** Provided records follows **

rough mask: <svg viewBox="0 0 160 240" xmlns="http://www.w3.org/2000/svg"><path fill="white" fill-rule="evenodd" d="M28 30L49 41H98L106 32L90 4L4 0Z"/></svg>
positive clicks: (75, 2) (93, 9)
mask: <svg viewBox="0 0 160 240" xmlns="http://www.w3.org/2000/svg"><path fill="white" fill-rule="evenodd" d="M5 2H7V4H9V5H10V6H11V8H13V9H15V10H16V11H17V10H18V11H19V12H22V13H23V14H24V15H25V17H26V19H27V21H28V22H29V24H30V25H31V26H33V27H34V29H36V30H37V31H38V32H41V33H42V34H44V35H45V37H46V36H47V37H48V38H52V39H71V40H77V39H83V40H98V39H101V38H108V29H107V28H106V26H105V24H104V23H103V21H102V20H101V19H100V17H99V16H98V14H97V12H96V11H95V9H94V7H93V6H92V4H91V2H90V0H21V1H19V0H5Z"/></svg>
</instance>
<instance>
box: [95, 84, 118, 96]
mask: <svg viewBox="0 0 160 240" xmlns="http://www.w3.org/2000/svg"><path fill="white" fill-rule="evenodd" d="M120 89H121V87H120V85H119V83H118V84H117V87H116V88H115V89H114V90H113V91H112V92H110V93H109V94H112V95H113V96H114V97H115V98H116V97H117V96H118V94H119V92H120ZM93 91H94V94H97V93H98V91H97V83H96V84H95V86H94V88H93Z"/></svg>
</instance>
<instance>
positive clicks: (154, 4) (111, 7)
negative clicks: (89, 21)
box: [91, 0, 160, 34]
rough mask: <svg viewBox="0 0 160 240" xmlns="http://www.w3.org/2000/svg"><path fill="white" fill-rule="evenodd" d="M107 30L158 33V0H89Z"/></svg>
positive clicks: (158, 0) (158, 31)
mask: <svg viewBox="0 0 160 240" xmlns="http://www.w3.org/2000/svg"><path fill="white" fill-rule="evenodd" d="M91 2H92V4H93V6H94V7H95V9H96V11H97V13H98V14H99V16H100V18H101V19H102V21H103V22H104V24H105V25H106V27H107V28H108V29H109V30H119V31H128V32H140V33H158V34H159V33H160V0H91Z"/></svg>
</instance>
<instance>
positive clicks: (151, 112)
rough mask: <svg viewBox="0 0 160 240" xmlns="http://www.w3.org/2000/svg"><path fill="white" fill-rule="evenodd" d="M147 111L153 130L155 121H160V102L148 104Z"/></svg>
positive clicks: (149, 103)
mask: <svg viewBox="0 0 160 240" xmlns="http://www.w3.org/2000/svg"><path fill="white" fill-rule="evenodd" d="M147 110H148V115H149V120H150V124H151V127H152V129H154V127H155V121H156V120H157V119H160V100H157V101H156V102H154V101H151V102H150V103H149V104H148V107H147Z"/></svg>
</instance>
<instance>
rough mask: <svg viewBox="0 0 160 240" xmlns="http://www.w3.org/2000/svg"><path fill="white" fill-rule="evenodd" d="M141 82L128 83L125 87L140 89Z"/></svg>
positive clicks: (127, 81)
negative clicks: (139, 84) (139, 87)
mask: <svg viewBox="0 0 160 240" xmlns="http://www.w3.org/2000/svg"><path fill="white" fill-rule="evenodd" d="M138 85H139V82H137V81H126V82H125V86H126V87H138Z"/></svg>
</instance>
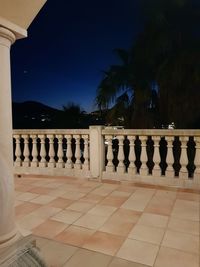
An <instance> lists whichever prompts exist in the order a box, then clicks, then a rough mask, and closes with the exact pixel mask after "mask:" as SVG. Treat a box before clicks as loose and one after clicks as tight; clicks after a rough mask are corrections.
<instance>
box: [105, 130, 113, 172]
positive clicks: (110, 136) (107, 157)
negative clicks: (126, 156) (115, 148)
mask: <svg viewBox="0 0 200 267" xmlns="http://www.w3.org/2000/svg"><path fill="white" fill-rule="evenodd" d="M105 139H106V141H107V143H108V151H107V160H108V163H107V166H106V171H107V172H114V164H113V151H112V139H113V137H112V135H106V136H105Z"/></svg>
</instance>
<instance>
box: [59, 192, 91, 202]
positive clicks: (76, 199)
mask: <svg viewBox="0 0 200 267" xmlns="http://www.w3.org/2000/svg"><path fill="white" fill-rule="evenodd" d="M85 195H86V193H80V192H73V191H68V192H67V193H65V194H63V195H62V196H61V197H62V198H67V199H71V200H79V199H80V198H82V197H84V196H85Z"/></svg>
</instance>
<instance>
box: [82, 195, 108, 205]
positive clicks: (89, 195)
mask: <svg viewBox="0 0 200 267" xmlns="http://www.w3.org/2000/svg"><path fill="white" fill-rule="evenodd" d="M102 199H104V196H99V195H95V194H93V193H89V194H87V195H86V196H84V197H82V198H81V200H83V201H87V202H90V203H96V204H97V203H99V202H100V201H101V200H102Z"/></svg>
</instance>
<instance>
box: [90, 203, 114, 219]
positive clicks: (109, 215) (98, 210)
mask: <svg viewBox="0 0 200 267" xmlns="http://www.w3.org/2000/svg"><path fill="white" fill-rule="evenodd" d="M116 210H117V208H115V207H110V206H105V205H96V206H95V207H94V208H92V209H91V210H89V212H88V213H89V214H94V215H98V216H104V217H109V216H110V215H111V214H113V212H115V211H116Z"/></svg>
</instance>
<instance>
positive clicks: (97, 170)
mask: <svg viewBox="0 0 200 267" xmlns="http://www.w3.org/2000/svg"><path fill="white" fill-rule="evenodd" d="M103 128H104V127H103V126H90V172H91V176H92V178H98V179H99V180H101V176H102V171H103V170H104V168H105V147H104V138H103V136H102V130H103Z"/></svg>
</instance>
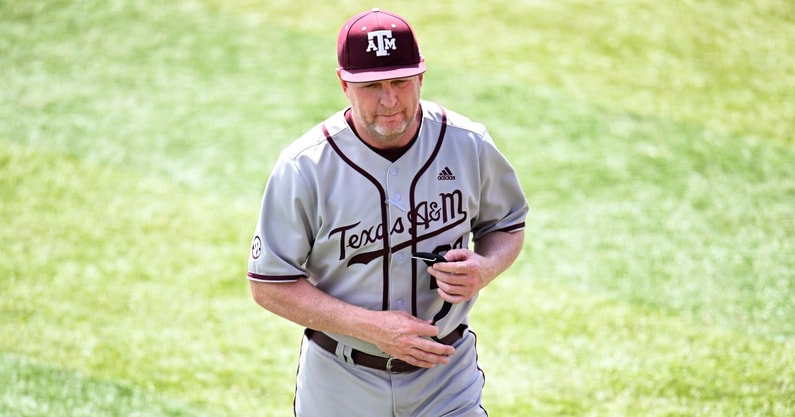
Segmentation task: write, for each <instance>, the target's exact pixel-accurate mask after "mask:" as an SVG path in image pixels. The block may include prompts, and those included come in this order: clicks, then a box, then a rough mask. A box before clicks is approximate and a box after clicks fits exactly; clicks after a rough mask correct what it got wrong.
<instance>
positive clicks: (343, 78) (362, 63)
mask: <svg viewBox="0 0 795 417" xmlns="http://www.w3.org/2000/svg"><path fill="white" fill-rule="evenodd" d="M337 62H338V63H339V69H340V76H341V77H342V79H343V80H345V81H350V82H370V81H380V80H389V79H392V78H405V77H412V76H414V75H419V74H422V73H423V72H425V62H423V59H422V55H421V54H420V46H419V44H418V43H417V38H416V37H415V36H414V31H413V30H411V26H409V24H408V22H406V21H405V20H404V19H403V18H402V17H400V16H398V15H397V14H395V13H391V12H387V11H385V10H379V9H372V10H370V11H368V12H362V13H359V14H357V15H356V16H353V17H351V18H350V19H348V21H347V22H345V25H344V26H343V27H342V30H340V35H339V37H338V38H337Z"/></svg>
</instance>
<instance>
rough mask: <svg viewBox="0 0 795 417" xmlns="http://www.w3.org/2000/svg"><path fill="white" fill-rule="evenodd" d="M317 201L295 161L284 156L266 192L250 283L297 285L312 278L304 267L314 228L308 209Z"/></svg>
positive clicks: (283, 154)
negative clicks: (260, 281) (314, 201)
mask: <svg viewBox="0 0 795 417" xmlns="http://www.w3.org/2000/svg"><path fill="white" fill-rule="evenodd" d="M313 199H314V196H313V195H312V194H311V193H310V192H309V187H307V185H306V182H305V181H304V179H303V178H302V177H301V173H300V171H299V170H298V169H297V166H296V164H295V163H294V161H293V160H292V159H290V158H288V157H286V156H285V155H284V154H282V155H281V156H280V157H279V159H278V160H277V162H276V164H275V166H274V168H273V172H272V173H271V176H270V178H269V179H268V183H267V185H266V186H265V191H264V193H263V197H262V207H261V209H260V214H259V219H258V221H257V226H256V229H255V231H254V238H253V240H252V245H251V253H250V254H249V262H248V279H249V280H252V281H261V282H294V281H297V280H298V279H300V278H305V277H308V276H309V273H308V271H307V270H306V269H305V268H304V265H305V262H306V259H307V258H308V256H309V252H310V250H311V244H312V236H313V233H312V227H313V226H312V221H311V220H310V218H309V216H308V214H307V213H309V212H310V211H309V210H307V207H308V206H311V205H312V204H313V203H312V201H313Z"/></svg>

** End of Provided records **

Work instruction:
Show every line in the records above that contains the word "after".

Solved exercise:
An <instance> lists whichever prompts exist in the order a box, then clicks, then a rough mask, and closes with the exact pixel mask after "mask:" as SVG. Treat a box before clicks as loose and one after clicks as tight; clicks after a rough mask are corrections.
Segmentation task: write, for each <instance>, the target's exact pixel-accurate mask after "mask:" as an SVG path in image pixels. The block may include prompts, and those included come in this order: clicks, then a box, then a rough mask. A box before clicks is approximate and a box after clicks fits exactly; clicks after a rough mask correct what it got wrong.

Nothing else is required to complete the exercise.